╭─ SELECTED TEXT

I noticed this issued was fixed by modifying the sizeof(work) to length(work) in dense.jl, but many changes have been implemented afterwards. I'm not sure why this issue reappears.

I also checked everything is updated to the latest version:

CUDA runtime 12.5, artifact installation
CUDA driver 12.4
NVIDIA driver 550.90.7

CUDA libraries: 
- CUBLAS: 12.5.2
- CURAND: 10.3.6
- CUFFT: 11.2.3
- CUSOLVER: 11.6.2
- CUSPARSE: 12.4.1
- CUPTI: 23.0.0
- NVML: 12.0.0+550.90.7

Julia packages: 
- CUDA: 5.4.2
- CUDA_Driver_jll: 0.9.0+0
- CUDA_Runtime_jll: 0.14.0+1

Toolchain:
- Julia: 1.10.4
- LLVM: 15.0.7

1 device:
  0: NVIDIA GeForce RTX 4090 (sm_89, 21.996 GiB / 23.988 GiB available)
rexyang624 commented 5 days ago

I downgraded CUDA from v5.4.2 to v5.2.0 (the version which I think is before the update of lib/cusolver/dense.jl), and indeed the above calculation performs smoothly.

╰─

PROBLEMS AND TASKS |
1. Answer these questions about the CUDA forum thread:
(a) Which change in dense.jl is said to have fixed the issue earlier?
(b) What NVIDIA driver version is listed?
(c) To which CUDA version did rexyang624 downgrade?
2. Summarize the CUDA forum thread in two sentences.
3. Write the next part of the CUDA forum thread, starting after its final comment.

╭─ RECORD SET

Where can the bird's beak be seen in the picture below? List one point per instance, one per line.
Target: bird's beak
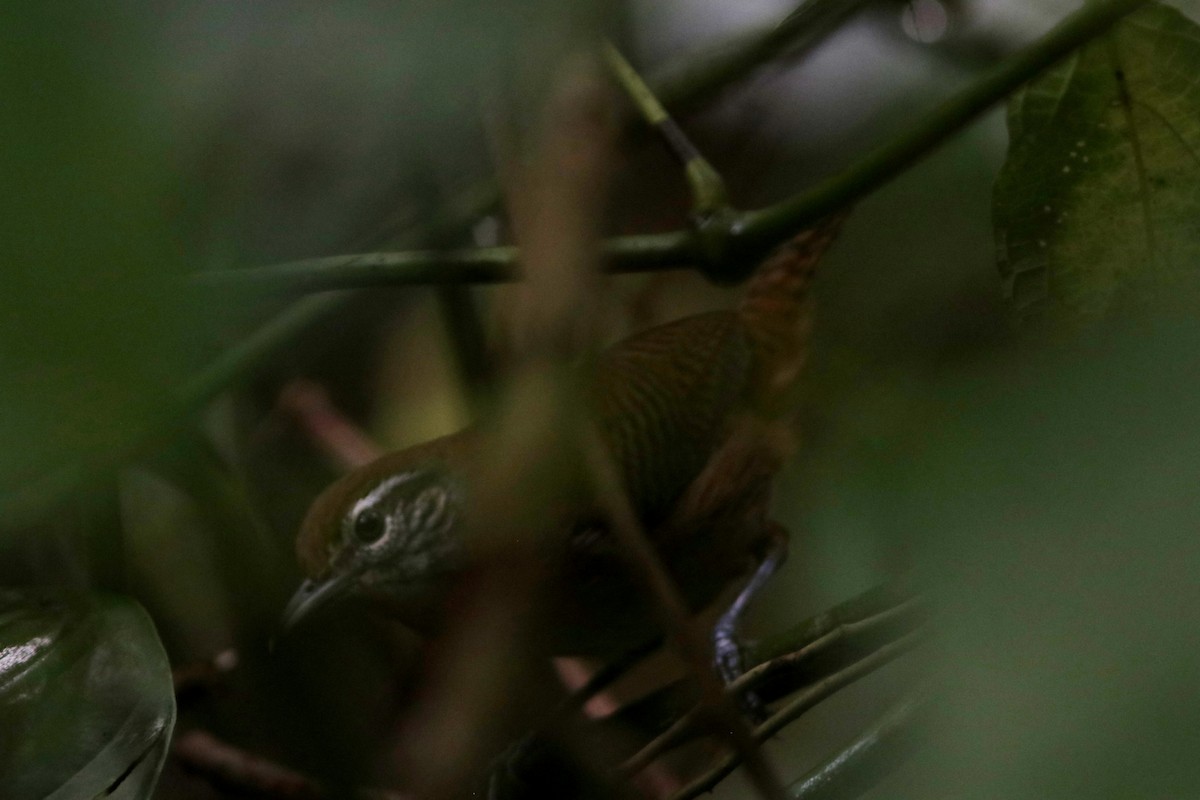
(312, 595)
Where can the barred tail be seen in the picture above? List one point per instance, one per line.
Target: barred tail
(777, 312)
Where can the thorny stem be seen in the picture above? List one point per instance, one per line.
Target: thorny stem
(753, 677)
(797, 707)
(751, 233)
(708, 196)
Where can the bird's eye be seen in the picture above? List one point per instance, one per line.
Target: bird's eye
(369, 525)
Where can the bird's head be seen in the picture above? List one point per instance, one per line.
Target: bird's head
(393, 530)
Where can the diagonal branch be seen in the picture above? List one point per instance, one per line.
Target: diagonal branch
(867, 761)
(749, 235)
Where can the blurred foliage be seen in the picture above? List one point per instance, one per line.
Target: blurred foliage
(1098, 202)
(87, 702)
(1048, 495)
(1054, 507)
(93, 324)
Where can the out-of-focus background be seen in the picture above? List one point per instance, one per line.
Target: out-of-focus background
(1047, 488)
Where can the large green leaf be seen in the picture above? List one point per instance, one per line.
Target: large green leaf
(87, 703)
(1098, 205)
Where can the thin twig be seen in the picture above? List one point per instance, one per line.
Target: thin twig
(797, 707)
(750, 234)
(673, 613)
(685, 725)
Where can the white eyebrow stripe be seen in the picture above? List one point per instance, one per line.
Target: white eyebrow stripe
(384, 487)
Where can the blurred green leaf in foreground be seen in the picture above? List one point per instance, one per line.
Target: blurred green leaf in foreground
(91, 320)
(1098, 205)
(87, 702)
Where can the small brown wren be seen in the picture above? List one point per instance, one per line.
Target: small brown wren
(697, 415)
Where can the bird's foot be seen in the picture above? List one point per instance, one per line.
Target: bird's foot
(730, 663)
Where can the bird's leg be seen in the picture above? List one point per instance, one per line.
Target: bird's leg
(729, 656)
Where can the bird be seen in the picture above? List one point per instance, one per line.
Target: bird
(699, 415)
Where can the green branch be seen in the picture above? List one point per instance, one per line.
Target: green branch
(695, 78)
(767, 227)
(877, 752)
(749, 235)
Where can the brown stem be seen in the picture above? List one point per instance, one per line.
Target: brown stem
(228, 765)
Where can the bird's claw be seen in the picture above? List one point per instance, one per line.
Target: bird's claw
(730, 662)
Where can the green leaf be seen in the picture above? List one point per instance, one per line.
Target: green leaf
(87, 703)
(1097, 208)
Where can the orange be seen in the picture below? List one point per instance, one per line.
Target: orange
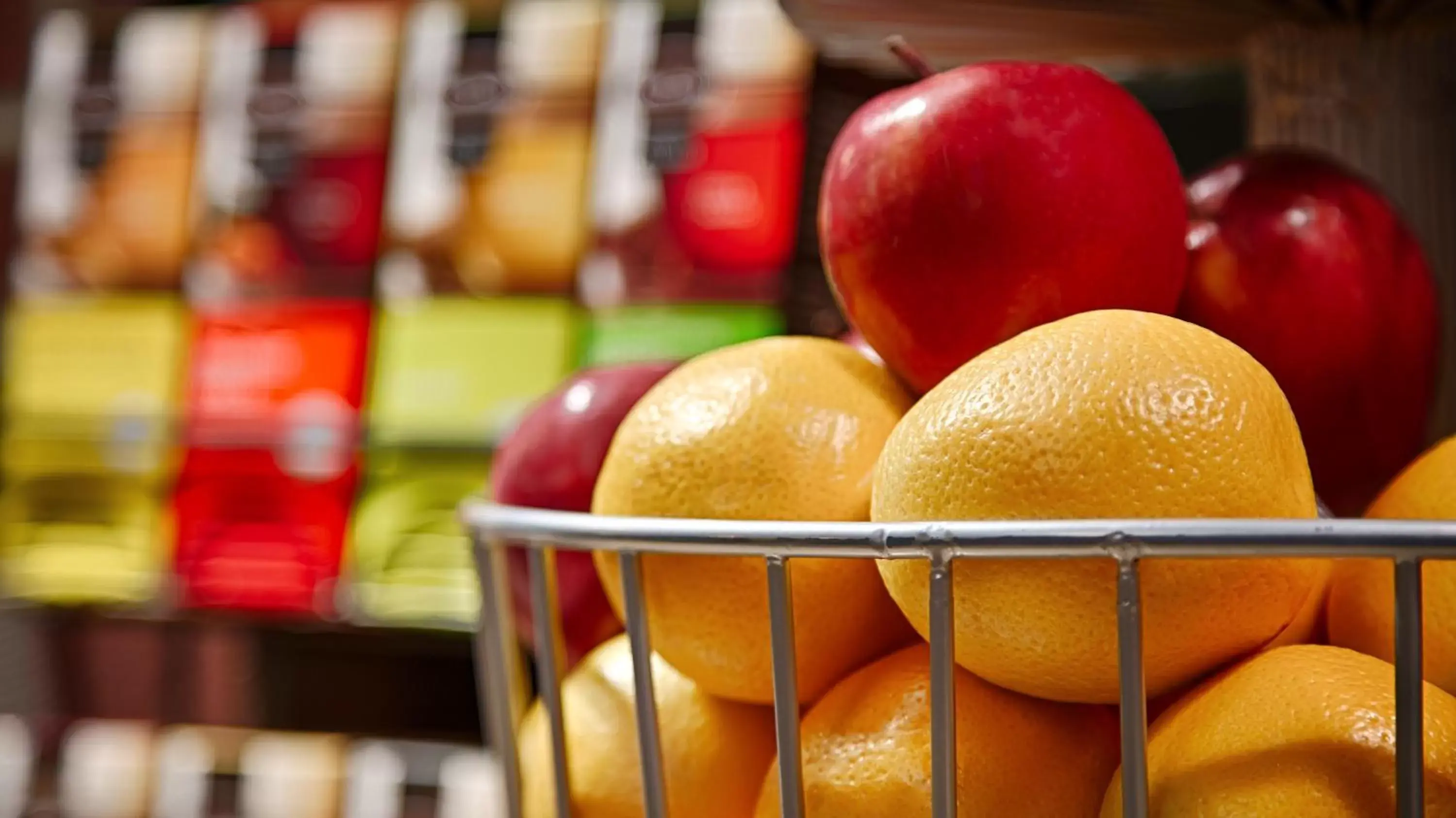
(1362, 596)
(1110, 414)
(1293, 733)
(779, 428)
(867, 749)
(714, 752)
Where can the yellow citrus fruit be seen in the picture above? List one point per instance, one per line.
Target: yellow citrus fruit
(781, 428)
(1293, 733)
(1103, 415)
(1362, 594)
(714, 752)
(867, 749)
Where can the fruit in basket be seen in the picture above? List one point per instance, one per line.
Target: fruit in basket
(982, 201)
(1362, 594)
(1309, 268)
(551, 460)
(714, 752)
(1299, 731)
(778, 428)
(867, 749)
(1111, 414)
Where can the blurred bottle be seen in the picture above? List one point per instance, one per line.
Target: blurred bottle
(17, 766)
(107, 191)
(292, 776)
(733, 200)
(296, 137)
(105, 770)
(696, 182)
(525, 223)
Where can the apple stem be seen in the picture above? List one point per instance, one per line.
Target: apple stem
(909, 57)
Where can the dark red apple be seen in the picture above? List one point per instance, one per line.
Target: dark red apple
(982, 201)
(1309, 268)
(551, 460)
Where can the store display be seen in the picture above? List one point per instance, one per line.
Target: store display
(296, 278)
(1309, 268)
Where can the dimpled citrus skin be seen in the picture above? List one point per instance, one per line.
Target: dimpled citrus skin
(867, 749)
(779, 428)
(714, 752)
(1305, 731)
(1362, 596)
(1101, 415)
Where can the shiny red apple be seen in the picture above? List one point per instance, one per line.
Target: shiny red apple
(982, 201)
(551, 460)
(1311, 270)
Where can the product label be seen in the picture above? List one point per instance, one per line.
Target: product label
(462, 370)
(92, 385)
(675, 332)
(283, 377)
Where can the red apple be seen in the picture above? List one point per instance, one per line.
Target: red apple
(979, 203)
(551, 460)
(1309, 268)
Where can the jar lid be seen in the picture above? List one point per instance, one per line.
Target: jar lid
(551, 44)
(750, 41)
(347, 53)
(159, 60)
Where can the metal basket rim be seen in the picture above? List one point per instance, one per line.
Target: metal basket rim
(1030, 539)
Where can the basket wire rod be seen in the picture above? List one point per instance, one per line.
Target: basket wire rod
(785, 689)
(1132, 698)
(1017, 539)
(546, 622)
(497, 669)
(943, 686)
(1410, 725)
(650, 743)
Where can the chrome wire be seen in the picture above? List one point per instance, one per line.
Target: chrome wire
(1039, 539)
(498, 666)
(650, 744)
(1132, 699)
(546, 621)
(785, 689)
(1127, 542)
(943, 687)
(1410, 724)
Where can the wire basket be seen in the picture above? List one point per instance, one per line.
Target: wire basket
(1127, 542)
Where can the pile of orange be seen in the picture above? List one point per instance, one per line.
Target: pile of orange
(1100, 415)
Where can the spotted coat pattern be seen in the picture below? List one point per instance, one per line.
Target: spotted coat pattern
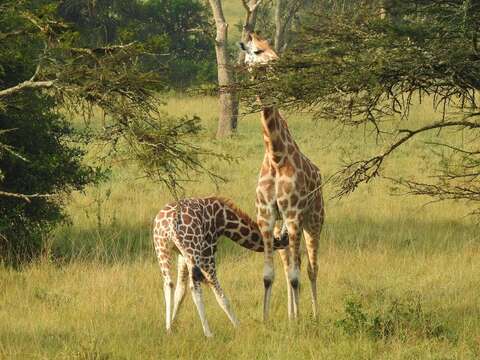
(289, 188)
(192, 227)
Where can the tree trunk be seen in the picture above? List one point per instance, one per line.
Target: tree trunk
(225, 79)
(279, 40)
(248, 26)
(285, 11)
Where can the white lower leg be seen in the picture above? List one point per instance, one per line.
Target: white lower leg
(225, 305)
(294, 279)
(198, 300)
(168, 292)
(182, 274)
(268, 277)
(290, 299)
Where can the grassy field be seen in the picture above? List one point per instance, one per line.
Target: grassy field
(398, 279)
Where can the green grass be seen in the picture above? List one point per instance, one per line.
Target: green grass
(398, 279)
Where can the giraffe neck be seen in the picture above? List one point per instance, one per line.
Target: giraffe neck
(275, 133)
(240, 228)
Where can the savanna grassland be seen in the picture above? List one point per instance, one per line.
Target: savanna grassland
(398, 279)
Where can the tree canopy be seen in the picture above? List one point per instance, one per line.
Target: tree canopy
(366, 63)
(52, 71)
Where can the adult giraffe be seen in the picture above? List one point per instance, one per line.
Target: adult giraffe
(288, 189)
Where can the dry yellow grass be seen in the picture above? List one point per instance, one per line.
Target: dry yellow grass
(105, 300)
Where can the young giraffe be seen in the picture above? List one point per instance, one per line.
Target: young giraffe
(289, 188)
(193, 227)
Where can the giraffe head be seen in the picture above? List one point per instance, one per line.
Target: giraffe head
(258, 50)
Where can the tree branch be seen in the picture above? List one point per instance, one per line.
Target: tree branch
(364, 170)
(25, 197)
(27, 85)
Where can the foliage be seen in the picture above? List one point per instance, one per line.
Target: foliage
(358, 68)
(174, 34)
(46, 161)
(44, 68)
(405, 320)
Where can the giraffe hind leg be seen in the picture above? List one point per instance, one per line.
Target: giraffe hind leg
(285, 257)
(222, 300)
(196, 278)
(163, 251)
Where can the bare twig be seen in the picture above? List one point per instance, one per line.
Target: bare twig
(25, 197)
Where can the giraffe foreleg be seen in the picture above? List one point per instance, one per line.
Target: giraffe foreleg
(182, 277)
(163, 250)
(285, 257)
(311, 241)
(294, 234)
(266, 222)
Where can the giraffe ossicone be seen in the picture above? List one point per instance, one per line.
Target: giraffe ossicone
(290, 189)
(192, 227)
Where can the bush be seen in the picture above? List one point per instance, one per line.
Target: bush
(45, 161)
(404, 319)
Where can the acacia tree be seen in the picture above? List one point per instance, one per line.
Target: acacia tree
(44, 68)
(361, 63)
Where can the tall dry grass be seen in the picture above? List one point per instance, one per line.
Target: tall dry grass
(398, 279)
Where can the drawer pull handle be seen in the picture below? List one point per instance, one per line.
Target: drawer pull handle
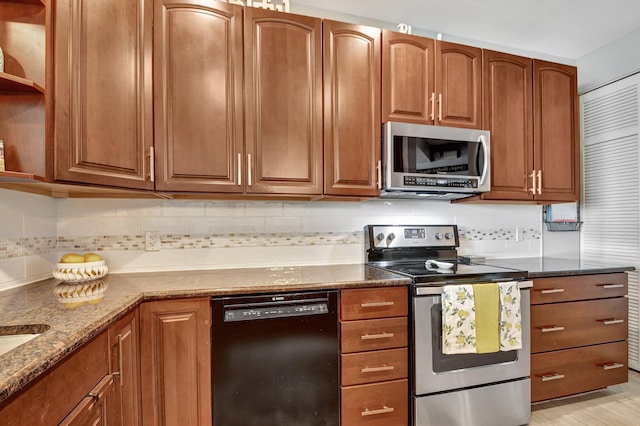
(382, 410)
(376, 369)
(552, 376)
(612, 366)
(552, 328)
(611, 321)
(552, 290)
(375, 304)
(612, 285)
(376, 336)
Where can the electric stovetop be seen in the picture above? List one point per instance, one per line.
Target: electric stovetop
(427, 254)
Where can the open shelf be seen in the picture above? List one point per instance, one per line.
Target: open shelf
(12, 83)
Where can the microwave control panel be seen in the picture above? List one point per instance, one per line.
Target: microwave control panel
(441, 182)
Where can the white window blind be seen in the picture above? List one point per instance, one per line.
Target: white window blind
(611, 192)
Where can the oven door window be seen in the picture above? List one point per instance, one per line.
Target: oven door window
(437, 156)
(443, 363)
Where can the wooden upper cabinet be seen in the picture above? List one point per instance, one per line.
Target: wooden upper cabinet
(198, 95)
(407, 78)
(351, 109)
(556, 137)
(508, 115)
(103, 128)
(458, 85)
(283, 102)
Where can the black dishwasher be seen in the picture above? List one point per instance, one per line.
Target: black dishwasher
(275, 359)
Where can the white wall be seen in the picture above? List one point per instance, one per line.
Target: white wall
(609, 63)
(231, 234)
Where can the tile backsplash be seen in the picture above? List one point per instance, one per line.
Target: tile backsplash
(36, 230)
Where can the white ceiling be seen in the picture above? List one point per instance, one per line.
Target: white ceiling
(562, 28)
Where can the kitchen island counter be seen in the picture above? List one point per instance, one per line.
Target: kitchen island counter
(71, 328)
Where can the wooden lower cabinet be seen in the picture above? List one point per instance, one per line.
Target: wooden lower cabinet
(64, 390)
(374, 360)
(383, 404)
(579, 331)
(571, 371)
(125, 367)
(175, 345)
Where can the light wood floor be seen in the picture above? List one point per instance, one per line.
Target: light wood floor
(615, 406)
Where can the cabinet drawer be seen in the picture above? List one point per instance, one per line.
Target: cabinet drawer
(571, 324)
(368, 303)
(376, 366)
(571, 371)
(380, 404)
(371, 335)
(566, 289)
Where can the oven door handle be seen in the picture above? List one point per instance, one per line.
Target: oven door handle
(435, 289)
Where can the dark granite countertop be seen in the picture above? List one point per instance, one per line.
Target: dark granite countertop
(70, 328)
(539, 267)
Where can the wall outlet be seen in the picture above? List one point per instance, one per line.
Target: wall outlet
(152, 241)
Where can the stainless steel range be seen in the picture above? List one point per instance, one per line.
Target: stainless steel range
(478, 389)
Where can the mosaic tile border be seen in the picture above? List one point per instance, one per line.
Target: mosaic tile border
(40, 245)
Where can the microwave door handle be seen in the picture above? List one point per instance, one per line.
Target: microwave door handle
(483, 141)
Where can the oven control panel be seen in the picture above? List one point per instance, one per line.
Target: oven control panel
(418, 236)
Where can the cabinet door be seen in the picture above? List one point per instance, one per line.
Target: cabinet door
(407, 78)
(458, 85)
(556, 143)
(176, 375)
(125, 367)
(283, 82)
(351, 109)
(198, 95)
(92, 410)
(103, 101)
(508, 114)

╰─

OUTPUTS |
1.
(a) Changing sizeof(work) to length(work).
(b) 550.90.7.
(c) v5.2.0.

2. A poster notes that an issue once fixed by changing sizeof(work) to length(work) in dense.jl has reappeared, despite a fully updated setup that includes the CUDA package 5.4.2, Julia 1.10.4 and an NVIDIA GeForce RTX 4090. In a later comment, rexyang624 reports that after downgrading CUDA from v5.4.2 to v5.2.0, a version thought to predate the update of lib/cusolver/dense.jl, the calculation runs smoothly.

3.
rexyang624 commented 5 days ago

It looks like it's a duplicated issue of #2413 associated with the implementation with the new 64-bit API, but I also dig into changes made from 5.2.0 to 5.3.0 in dense.jl

function bufferSize()
    out = Ref{Cint}(0)
    $bname(dense_handle(), jobz, uplo, n, A, lda, W, out)
-   return out[]
+   return out[] * sizeof($elty)
end

Is the issue caused by the size of the buffer got enlarged by sizeof($elty) which causing it beyond Int32?

rexyang624 commented 4 days ago

Calling the explicit 64-bit API CUDA.CUSOLVER.Xsyevd! resolved my issue.

maleadt commented 4 days ago

The high-level APIs should take care of this though. In any case, https://github.com/JuliaGPU/CUDA.jl/issues/2413 is similar, so I added your MWE there.